Given instruction: Set each entry down verbatim, omitting images.

= = =

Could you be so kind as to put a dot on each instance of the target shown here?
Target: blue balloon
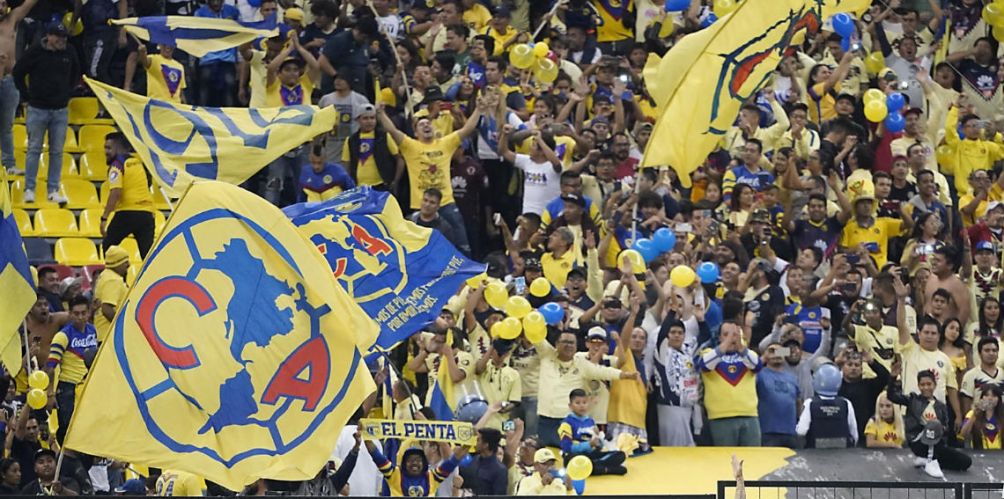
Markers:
(708, 272)
(895, 121)
(895, 101)
(647, 248)
(665, 240)
(677, 5)
(552, 312)
(843, 25)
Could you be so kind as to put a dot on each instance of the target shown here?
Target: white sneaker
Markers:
(55, 197)
(934, 469)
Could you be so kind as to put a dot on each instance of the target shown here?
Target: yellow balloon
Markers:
(874, 62)
(540, 287)
(875, 110)
(724, 7)
(38, 380)
(510, 328)
(37, 399)
(579, 468)
(517, 306)
(540, 49)
(521, 56)
(872, 94)
(545, 70)
(636, 258)
(682, 276)
(496, 294)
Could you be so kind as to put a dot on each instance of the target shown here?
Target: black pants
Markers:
(949, 459)
(138, 224)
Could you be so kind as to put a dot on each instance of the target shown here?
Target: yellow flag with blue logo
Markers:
(197, 35)
(234, 356)
(17, 290)
(180, 144)
(701, 83)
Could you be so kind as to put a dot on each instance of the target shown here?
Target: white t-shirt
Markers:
(540, 185)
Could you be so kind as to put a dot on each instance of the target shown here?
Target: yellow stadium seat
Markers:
(83, 110)
(76, 252)
(80, 194)
(129, 244)
(160, 202)
(20, 137)
(55, 222)
(17, 196)
(92, 166)
(89, 223)
(159, 222)
(91, 137)
(23, 222)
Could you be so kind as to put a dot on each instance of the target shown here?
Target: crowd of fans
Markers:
(854, 298)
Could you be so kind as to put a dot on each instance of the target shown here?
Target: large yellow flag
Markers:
(17, 290)
(179, 143)
(702, 82)
(235, 355)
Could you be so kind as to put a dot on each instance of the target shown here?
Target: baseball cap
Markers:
(293, 14)
(115, 256)
(573, 198)
(985, 246)
(596, 332)
(133, 487)
(543, 456)
(56, 28)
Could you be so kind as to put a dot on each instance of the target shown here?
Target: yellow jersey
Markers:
(165, 78)
(365, 172)
(180, 483)
(131, 178)
(429, 166)
(280, 95)
(110, 288)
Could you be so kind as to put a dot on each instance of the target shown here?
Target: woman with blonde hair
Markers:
(885, 430)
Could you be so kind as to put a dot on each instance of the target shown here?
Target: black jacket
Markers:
(52, 73)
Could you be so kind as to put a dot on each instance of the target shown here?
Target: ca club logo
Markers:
(226, 334)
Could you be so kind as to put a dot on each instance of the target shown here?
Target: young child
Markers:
(580, 437)
(827, 421)
(413, 477)
(925, 424)
(885, 429)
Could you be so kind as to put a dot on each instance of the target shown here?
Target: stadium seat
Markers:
(17, 196)
(23, 222)
(92, 166)
(55, 222)
(83, 110)
(91, 137)
(129, 244)
(80, 194)
(76, 252)
(89, 223)
(38, 250)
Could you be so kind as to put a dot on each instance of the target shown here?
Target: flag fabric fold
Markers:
(197, 35)
(180, 143)
(400, 273)
(17, 289)
(235, 355)
(701, 83)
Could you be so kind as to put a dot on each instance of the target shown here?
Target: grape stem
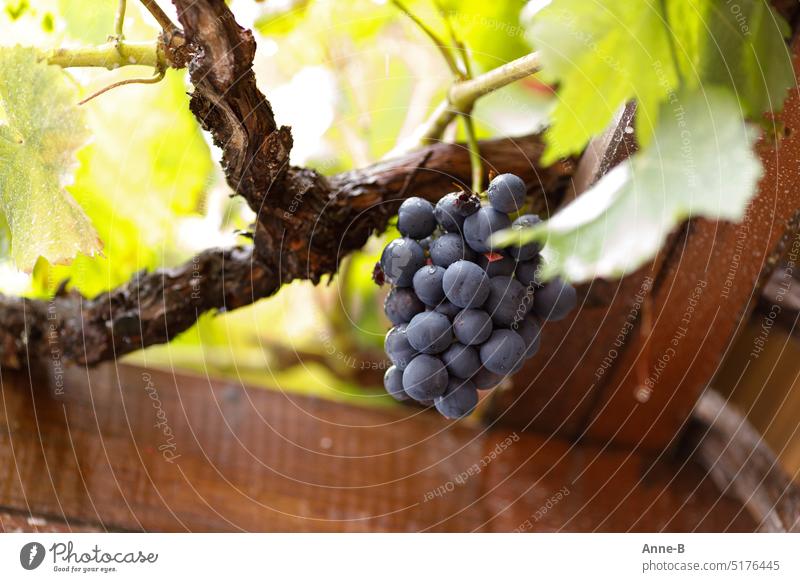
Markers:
(463, 95)
(110, 55)
(476, 163)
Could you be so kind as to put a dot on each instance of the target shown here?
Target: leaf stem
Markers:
(110, 55)
(161, 17)
(119, 19)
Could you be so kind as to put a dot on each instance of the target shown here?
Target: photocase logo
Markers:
(31, 555)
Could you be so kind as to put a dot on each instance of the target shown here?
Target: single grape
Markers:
(459, 399)
(479, 227)
(397, 346)
(449, 248)
(430, 332)
(555, 300)
(529, 272)
(485, 380)
(425, 378)
(448, 309)
(472, 326)
(453, 208)
(527, 251)
(503, 352)
(393, 382)
(415, 218)
(530, 331)
(400, 260)
(466, 284)
(507, 193)
(428, 284)
(401, 305)
(461, 361)
(507, 301)
(497, 264)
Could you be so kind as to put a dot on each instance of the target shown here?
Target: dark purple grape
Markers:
(502, 266)
(401, 305)
(479, 228)
(430, 332)
(503, 352)
(466, 284)
(425, 378)
(485, 380)
(397, 346)
(448, 309)
(459, 399)
(461, 361)
(393, 382)
(472, 326)
(530, 250)
(529, 272)
(415, 218)
(453, 208)
(507, 193)
(530, 331)
(507, 301)
(449, 248)
(555, 300)
(428, 284)
(400, 260)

= = =

Solved exercise:
Could you be so kind as to put a dot on each instance of the target shown here?
Target: blue balloon
Markers:
(708, 272)
(895, 121)
(895, 101)
(647, 248)
(665, 240)
(677, 5)
(552, 312)
(843, 25)
Could you be so kind as to put a dot on each instance of the target shown here?
Target: white sneaker
Markers:
(55, 197)
(934, 469)
Could you be so kind as to put a dot on each instance of the target shown here?
Target: yellow balloon
Markers:
(874, 62)
(540, 287)
(875, 110)
(724, 7)
(38, 380)
(510, 328)
(37, 399)
(579, 468)
(517, 306)
(540, 49)
(521, 56)
(872, 94)
(545, 70)
(636, 258)
(682, 276)
(496, 294)
Could you be so kind as to put a dot on each instance of the target shown here?
Target: black pants
Markers:
(949, 459)
(138, 224)
Could you be so kind as to put a dot on each instance of the target shown here?
Target: yellow flag with blue logo
Markers:
(197, 35)
(234, 356)
(17, 290)
(180, 144)
(701, 83)
Could you be so kind as to put a dot on each instance of the target shown here?
Target: white t-shirt
Markers:
(540, 185)
Could you be so kind as to put a dot on each instance of the target shown here?
Target: yellow stadium seat
Markers:
(83, 110)
(76, 252)
(80, 194)
(129, 244)
(160, 202)
(20, 137)
(55, 222)
(17, 196)
(92, 166)
(89, 223)
(159, 222)
(91, 137)
(23, 222)
Could you be so kind as to put a dot on each instance of the target shown here?
Target: crowd of fans
Markers:
(854, 298)
Could you be so kind as to put a dot on each instance of the target shown here?
Target: large yellow flag
Markers:
(17, 290)
(179, 143)
(702, 82)
(235, 355)
Could you be so kind as to put a dot on each instance of the target shown here?
Target: baseball cap
Markers:
(293, 14)
(115, 256)
(573, 198)
(985, 246)
(596, 332)
(133, 487)
(543, 456)
(56, 28)
Could you be so kind as to put a dot on each instance of the target shown here?
Target: yellow jersey
Markers:
(165, 78)
(365, 172)
(180, 483)
(131, 178)
(429, 166)
(280, 95)
(110, 288)
Could you be so kind as to put a dot on each instance of the target shown here?
Target: woman with blonde hair
Markers:
(885, 430)
Could you be so kind as to put a dot on each instance of the target shown here?
Target: black jacket
Markers:
(52, 73)
Could you be so kind as to put a dot on each instance of the target shown here?
Target: ca club logo
Markers:
(226, 334)
Could you be so kind as to put a dot on each instance of the target shown here?
Target: young child
Markers:
(580, 437)
(827, 421)
(413, 477)
(925, 424)
(885, 429)
Could you be so kind as to put a dot on each instance of the target shown here?
Target: stadium seat
Markers:
(17, 196)
(23, 222)
(92, 166)
(55, 222)
(83, 110)
(91, 137)
(129, 244)
(80, 194)
(76, 252)
(89, 223)
(38, 250)
Could you be so kind as to put a dot on each instance of the target shown here?
Target: flag fabric fold
Markers:
(197, 35)
(180, 143)
(400, 273)
(17, 289)
(235, 355)
(701, 83)
Could you be so kind as to put a dot on each instance of the target shown here?
Target: grape stem
Markers:
(463, 95)
(110, 55)
(476, 163)
Could you be so kind as to put a dot on each instance of the target shown here?
Target: leaf stem
Markers:
(110, 55)
(161, 17)
(119, 19)
Could you be so kind as to put a dot on each instance of the target shown here?
Target: photocase logo
Markers:
(31, 555)
Could you be so kind as to put a dot on each instance of the target shown here?
Target: single grape
Markers:
(459, 399)
(479, 227)
(397, 346)
(449, 248)
(430, 332)
(555, 300)
(529, 272)
(485, 380)
(425, 378)
(448, 309)
(472, 326)
(453, 208)
(527, 251)
(503, 352)
(393, 382)
(415, 218)
(530, 331)
(400, 260)
(466, 284)
(507, 193)
(428, 284)
(401, 305)
(461, 361)
(507, 301)
(497, 264)
Could you be so kind as to put a dot on each instance of the target shown here?
Target: dark purple grape
Markers:
(502, 266)
(401, 305)
(479, 228)
(430, 332)
(503, 352)
(466, 284)
(425, 378)
(485, 380)
(397, 346)
(448, 309)
(459, 399)
(461, 361)
(393, 382)
(472, 326)
(530, 250)
(529, 272)
(415, 218)
(453, 208)
(507, 193)
(530, 331)
(507, 301)
(449, 248)
(555, 300)
(428, 284)
(400, 260)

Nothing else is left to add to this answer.